**ÉNONCÉ DU PROBLÈME 1:**
Répondez aux questions suivantes à partir du texte sur la littérature africaine et l'altérité.
(a) De quand datent les plus anciens textes réunis par Bernard Mouralis dans L'Illusion de l'altérité ?
(b) Quelles notions mobilise-t-il pour montrer que la littérature africaine est moins spécifique qu'elle ne le paraît ?
(c) Quel personnage du Pauvre Christ de Bomba rappelle que les principes religieux des Africains étaient proches des principes chrétiens ?
**ÉNONCÉ DU PROBLÈME 2:** Résumez en deux phrases le texte sur la littérature africaine et l'altérité.

━━ PAGE ━━

La littérature africaine & la question de l’altérité
1Bernard Mouralis réunit dans L’Illusion de l’altérité une sélection de ses articles, recensions d’ouvrages et communications dont les plus anciens datent de la fin des années 1960 et les plus récents du milieu des années 2000. Ce qui frappe pourtant dans cet ouvrage qui compte une quarantaine de textes portant sur des problématiques très variées1, c’est son unité. Celle-ci vient de ce que chacun des essais est animé du souci de considérer la littérature africaine comme faisant partie de la littérature générale et les sociétés africaines comme étant semblables à toutes les autres. À cet égard, le titre, L’Illusion de l’altérité, ne pouvait mieux traduire le projet scientifique de l’auteur qui consiste à montrer combien le paradigme de l’altérité qui informe, le plus souvent, le discours sur l’Afrique ne repose sur aucune réalité et à donner à ce continent le statut d’un objet d’étude à part entière. Dans cette optique, B. Mouralis attire l’attention sur le fait que le critère de l’altérité est, à bien des égards, contredit par les faits. Il démontre également, en mobilisant notamment les notions d’intertextualité et d’intersection que la littérature africaine elle-même est loin d’être aussi spécifique qu’elle ne le parait. L’ouvrage invite ainsi à un renouvellement de la réception des textes sur l’Afrique, l’Université devant, sur ce point, jouer un rôle de premier plan.
2Il apparaît que la notion d’altérité, telle qu’elle est appliquée à l’Afrique, prend toute sa dimension lorsque la politique coloniale valide, d’emblée, l’idée d’une différence radicale des sociétés africaines par rapport aux sociétés occidentales. Cette position va avoir un certain nombre de conséquences.
3Sur le plan politique, elle va biaiser les modalités de la rencontre coloniale puisque celle-ci va être vécue et pensée non pas comme la rencontre de deux parties capables de traiter d’égale à égale, mais comme celle de deux cultures que tout oppose. Cette logique conduit à des violences non seulement physiques mais encore symboliques dans la mesure où le colonisé constate, atterré, que le colon refuse de voir qu’ils partagent les mêmes valeurs, la même humanité. La lecture que B. Mouralis donne, s’appuyant sur Le Pauvre Christ de Bomba2, de l’action missionnaire est significative à cet égard. Comme le rappelle Zacharie, un des personnages du roman, les principes religieux des Africains étaient, en dernière analyse, proches des principes chrétiens :
Vous vous êtes mis à leur parler de Dieu, de l’âme, de la vie éternelle, etc. Est-ce que vous imaginez qu’ils ne connaissaient pas déjà tout cela avant, bien avant votre arrivée ? (p. 410).

━━━
━━ MATÉRIEL EXTRAIT ━━

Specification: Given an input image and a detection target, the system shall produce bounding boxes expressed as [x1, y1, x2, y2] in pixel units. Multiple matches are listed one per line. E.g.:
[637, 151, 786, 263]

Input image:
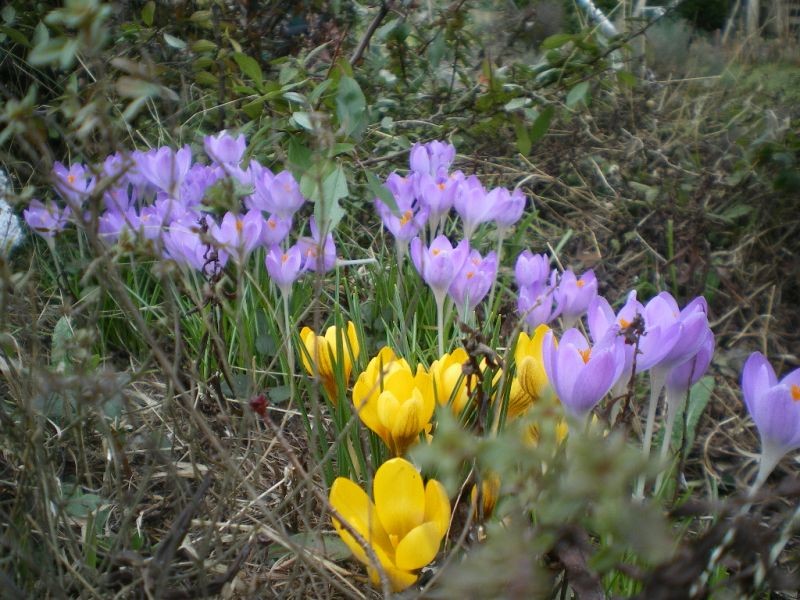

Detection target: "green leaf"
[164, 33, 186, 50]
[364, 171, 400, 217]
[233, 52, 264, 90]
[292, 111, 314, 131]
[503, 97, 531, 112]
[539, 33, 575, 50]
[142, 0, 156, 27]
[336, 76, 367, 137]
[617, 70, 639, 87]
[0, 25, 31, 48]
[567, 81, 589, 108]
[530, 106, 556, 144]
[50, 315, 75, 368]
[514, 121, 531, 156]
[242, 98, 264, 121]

━━━
━━ MATÉRIEL EXTRAIT ━━

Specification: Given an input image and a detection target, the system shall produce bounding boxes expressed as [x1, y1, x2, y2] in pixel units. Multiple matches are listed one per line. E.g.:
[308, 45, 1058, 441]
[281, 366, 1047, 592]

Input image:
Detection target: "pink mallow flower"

━━━
━━ MATÉRIEL EXTRAIT ━━

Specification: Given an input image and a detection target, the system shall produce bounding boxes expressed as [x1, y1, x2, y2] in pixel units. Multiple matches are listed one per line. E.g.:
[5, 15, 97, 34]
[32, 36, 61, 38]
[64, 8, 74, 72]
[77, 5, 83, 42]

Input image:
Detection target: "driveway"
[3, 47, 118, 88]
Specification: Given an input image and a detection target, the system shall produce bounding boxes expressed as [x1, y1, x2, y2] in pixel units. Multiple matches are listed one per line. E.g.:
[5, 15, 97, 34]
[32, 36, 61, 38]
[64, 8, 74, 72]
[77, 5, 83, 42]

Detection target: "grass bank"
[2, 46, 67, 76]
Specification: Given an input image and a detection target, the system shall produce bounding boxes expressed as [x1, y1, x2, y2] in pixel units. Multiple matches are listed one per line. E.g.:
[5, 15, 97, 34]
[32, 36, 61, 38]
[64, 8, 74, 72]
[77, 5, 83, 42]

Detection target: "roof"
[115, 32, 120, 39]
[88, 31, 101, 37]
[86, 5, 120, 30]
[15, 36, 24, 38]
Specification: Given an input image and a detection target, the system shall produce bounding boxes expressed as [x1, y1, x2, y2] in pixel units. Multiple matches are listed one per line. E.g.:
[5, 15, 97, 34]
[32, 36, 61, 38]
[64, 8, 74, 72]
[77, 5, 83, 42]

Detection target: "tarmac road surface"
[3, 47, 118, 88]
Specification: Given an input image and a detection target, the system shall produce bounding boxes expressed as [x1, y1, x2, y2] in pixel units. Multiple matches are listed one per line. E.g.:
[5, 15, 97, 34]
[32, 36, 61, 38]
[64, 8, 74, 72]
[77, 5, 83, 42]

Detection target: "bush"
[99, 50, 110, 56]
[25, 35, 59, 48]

━━━

**RÉPONSE ATTENDUE 1:**
(a) Ils datent de la fin des années 1960.
(b) Il mobilise les notions d'intertextualité et d'intersection.
(c) C'est Zacharie.

**RÉPONSE ATTENDUE 2:** Dans L'Illusion de l'altérité, recueil d'une quarantaine de textes, Bernard Mouralis considère la littérature africaine comme une partie de la littérature générale et montre que le paradigme de l'altérité appliqué à l'Afrique ne repose sur aucune réalité. Cette notion prend toute sa dimension avec la politique coloniale, qui pose une différence radicale des sociétés africaines et conduit à des violences physiques et symboliques, comme l'illustre sa lecture de l'action missionnaire à partir du Pauvre Christ de Bomba.